Предоставленный текст ▸
—————

Я думаю, это потому, что я ничего не ожидала, так что у меня была определенная невинность относительно эзотерики.
И сидя на дискурсе однажды утром, не впереди, но достаточно близко, чтобы у меня произошел с Ошо контакт глазами, я почувствовала волну энергии, как будто атомный гриб двигался вверх внутри меня и взорвался в области груди.
В течение нескольких следующих лет мой 'сердечный центр' был областью, где происходило больше всего событий.
Когда я впервые услышала, как Ошо говорит об осознавании, я не поняла.
Во время моих нескольких первых попыток осознавания, я обнаружила, что когда бы я ни пыталась осознавать, мое дыхание прекращалось.
Я не могла дышать и одновременно осознавать.
Я должно быть слишком сильно пыталась и была слишком напряжена.
Я начала понимать, что Ошо говорил об обусловленности и о том, что ум - это компьютер, запрограммированный родителями, учителями, телевидением и, в моем случае, поп-песнями.
Я никогда не думала об этом раньше, но было многое, что я начала замечать относительно себя: мои реакции на ситуации, мои суждения.
Когда я останавливалась, чтобы проверить, я вспоминала, что так меня учил мой учитель... моя бабушка думала так... это то, во что верил мой отец.
'Где же я во всем этом?'- спрашивала я себя.
Медитация случалась для меня естественно, просто, когда я сидела на дискурсе и слушала звук голоса Ошо и паузы между словами.
Я сидела и слушала ритм и таким образом скорее медитация приходила ко мне, чем я старалась сделать что-то для этого.
Дискурсы стали так важны для меня, что я просыпалась несколько раз в течение ночи и вскакивала с постели, готовая бежать.
После того, как мои эмоциональные всплески плача в кустах поуспокоились, дискурсы стали важным и питательным началом моего дня.
Я начала замечать насколько Ошо отличается от всех, кого я видела, и иногда я просто, не отрывая взгляд, весь дискурс смотрела на его руки.
Каждое движение было поэтическим и изящным, и все же у него была жизненность и сила, которую излучает огромная мощь.
Его манера говорить соблазняла, но соблазняла нас медитировать, идти по духовной тропе.
Его руки были протянуты к нам, он манил, как будто мы были детьми, делающими первые шаги, он успокаивал нас и продолжал звать нас вперед.
Он смеялся вместе с нами, говорил, что не надо быть серьезными, что серьезность- это болезнь, а жизнь полна игры.
Когда он смотрел на нас, мы сразу же чувствовали, что он принимает нас, доверяет нам и любит нас так, как мы не чувствовали никогда раньше.
Я употребляю слово 'нас', потому что он был одинаков со всеми.

—————

Задание ▸ Продолжите приведенный выше рассказ о дискурсах Ошо, начав сразу после его последнего предложения.

—————

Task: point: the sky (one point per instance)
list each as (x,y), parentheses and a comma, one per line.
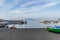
(16,9)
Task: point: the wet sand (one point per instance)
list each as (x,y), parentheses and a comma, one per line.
(28,34)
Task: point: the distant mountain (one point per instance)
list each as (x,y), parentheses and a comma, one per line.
(30,19)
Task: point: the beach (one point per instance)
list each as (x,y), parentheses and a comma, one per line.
(28,34)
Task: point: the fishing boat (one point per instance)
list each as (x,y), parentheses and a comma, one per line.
(55,28)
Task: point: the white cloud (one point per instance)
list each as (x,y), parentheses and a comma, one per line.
(51,4)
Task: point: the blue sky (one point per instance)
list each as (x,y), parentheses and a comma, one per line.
(15,9)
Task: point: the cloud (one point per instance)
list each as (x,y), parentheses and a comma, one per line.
(51,4)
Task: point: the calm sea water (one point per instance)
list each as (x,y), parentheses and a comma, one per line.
(32,24)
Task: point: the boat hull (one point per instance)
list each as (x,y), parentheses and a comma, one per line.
(53,29)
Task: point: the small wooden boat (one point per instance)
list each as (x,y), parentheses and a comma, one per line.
(56,28)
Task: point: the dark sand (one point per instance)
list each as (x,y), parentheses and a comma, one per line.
(28,34)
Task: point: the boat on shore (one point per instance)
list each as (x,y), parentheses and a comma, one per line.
(55,28)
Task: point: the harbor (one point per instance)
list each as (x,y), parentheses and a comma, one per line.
(28,34)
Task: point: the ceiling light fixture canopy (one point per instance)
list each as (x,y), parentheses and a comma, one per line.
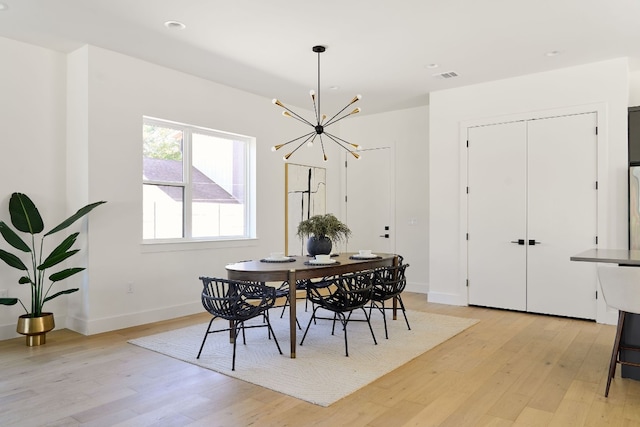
(321,123)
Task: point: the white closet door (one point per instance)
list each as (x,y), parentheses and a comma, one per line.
(562,163)
(497,215)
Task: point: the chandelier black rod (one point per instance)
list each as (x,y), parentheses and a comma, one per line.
(335,139)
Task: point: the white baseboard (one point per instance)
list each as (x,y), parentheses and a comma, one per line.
(97,326)
(420,288)
(446,298)
(8,331)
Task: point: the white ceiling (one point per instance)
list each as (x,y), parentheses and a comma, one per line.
(379,48)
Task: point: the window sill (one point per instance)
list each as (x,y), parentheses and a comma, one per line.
(190,245)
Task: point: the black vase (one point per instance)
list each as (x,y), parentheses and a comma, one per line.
(319,245)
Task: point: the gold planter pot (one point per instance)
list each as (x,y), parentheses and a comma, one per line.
(35,328)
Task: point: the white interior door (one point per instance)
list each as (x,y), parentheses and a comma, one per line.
(497,215)
(562,163)
(369,203)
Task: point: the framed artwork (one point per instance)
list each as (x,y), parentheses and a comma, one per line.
(305,196)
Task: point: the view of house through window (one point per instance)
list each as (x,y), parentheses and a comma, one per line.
(194,182)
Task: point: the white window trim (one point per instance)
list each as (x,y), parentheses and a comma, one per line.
(189,242)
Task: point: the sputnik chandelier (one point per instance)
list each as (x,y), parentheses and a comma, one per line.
(321,122)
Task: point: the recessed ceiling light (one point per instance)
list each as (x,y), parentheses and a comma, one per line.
(175,25)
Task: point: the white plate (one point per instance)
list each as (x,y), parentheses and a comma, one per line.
(365,256)
(319,262)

—————

Ответ ▸
Он любил каждого одинаково, как будто он сама любовь.
Его сострадание было чем-то таким, чего я не испытывала никогда раньше.
Я никогда не встречала никого, кто говорил бы правду о ситуации, рискуя своей собственной популярностью, чтобы помочь другим.
Я послала письмо Ошо, в котором описала мой сон.
Я считала, что это красивый, цветной сон и хотела, чтобы Ошо увидел его.
Я получила ответ: 'Сны - это сны, без всякого значения'.
Я была в ярости.
В конце концов, разве не из-за важного сна я вообще приехала сюда?
Я вела дневник снов много лет и считала, что значение снов очень важно.
Я написала вопрос для дискурса, спрашивая: 'Почему ты сказал, что сны не имеют
значения?' Часть ответа я привожу здесь:
'Я не только говорю, что сны - это сны; я говорю, что все, что ты видишь, когда считаешь, что ты бодрствуешь, это тоже сон.
Сны, которые ты видишь с закрытыми глазами, когда спишь, и сны, которые ты видишь с открытыми глазами в так называемом бодрствующем состоянии, - и те и другие сны, и те и другие не имеют значения...
'Мулла Насреддин гулял по городу однажды вечером и неожиданно наткнулся на кучу коровьего дерьма на дороге.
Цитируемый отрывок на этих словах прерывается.